◆ Provided entries
◆ ◆ ◆ ◆ ◆
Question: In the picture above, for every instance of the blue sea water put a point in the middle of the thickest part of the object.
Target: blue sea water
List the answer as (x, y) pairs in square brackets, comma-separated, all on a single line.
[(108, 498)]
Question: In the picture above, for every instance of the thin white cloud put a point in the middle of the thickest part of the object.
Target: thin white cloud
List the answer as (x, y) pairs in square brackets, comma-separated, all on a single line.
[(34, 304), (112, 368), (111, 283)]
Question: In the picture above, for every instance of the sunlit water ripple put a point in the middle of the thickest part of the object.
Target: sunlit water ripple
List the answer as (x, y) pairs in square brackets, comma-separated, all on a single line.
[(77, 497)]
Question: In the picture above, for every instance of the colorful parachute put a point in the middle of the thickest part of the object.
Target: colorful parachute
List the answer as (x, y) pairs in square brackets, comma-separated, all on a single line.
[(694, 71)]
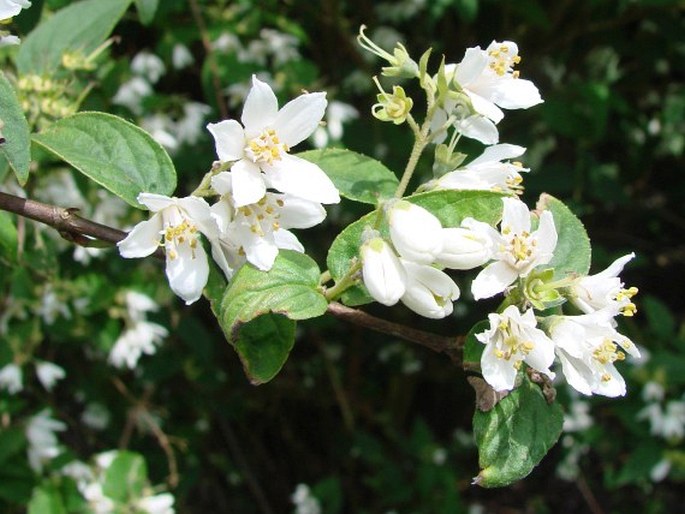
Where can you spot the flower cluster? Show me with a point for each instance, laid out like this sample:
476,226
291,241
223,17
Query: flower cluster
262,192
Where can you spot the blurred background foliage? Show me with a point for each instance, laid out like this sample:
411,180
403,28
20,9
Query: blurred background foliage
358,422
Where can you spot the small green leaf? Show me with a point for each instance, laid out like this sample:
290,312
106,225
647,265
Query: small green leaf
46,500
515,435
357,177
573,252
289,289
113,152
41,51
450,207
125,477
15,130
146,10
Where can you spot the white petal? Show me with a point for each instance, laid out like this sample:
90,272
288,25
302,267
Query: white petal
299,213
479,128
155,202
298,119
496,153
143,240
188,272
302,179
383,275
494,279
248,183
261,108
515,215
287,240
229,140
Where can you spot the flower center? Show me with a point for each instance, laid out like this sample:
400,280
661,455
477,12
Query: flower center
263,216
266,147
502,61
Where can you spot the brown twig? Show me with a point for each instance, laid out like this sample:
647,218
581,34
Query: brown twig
◆ ◆ ◆ ◆ ◆
◆ What you need to do
The required output is the exact sequence of lines from the one containing "Where can you spot the white" through the end of the listing, both endpoints included.

◆ Task result
Where can you spot the white petal? Show me with a point for each instance, laid out like this sample:
90,272
288,25
302,267
Query: white petal
299,213
479,128
155,202
298,119
496,153
143,240
188,272
302,179
383,275
494,279
248,183
261,108
515,215
287,240
229,140
Where can you spot the flower center? Show me with a point for each instance, laid out like this sample:
400,280
661,455
477,12
Query: flower center
263,216
266,147
502,61
Where can you spot the brown twig? Show me with a point for each instance, laid out like this sample:
647,218
581,34
Query: brown twig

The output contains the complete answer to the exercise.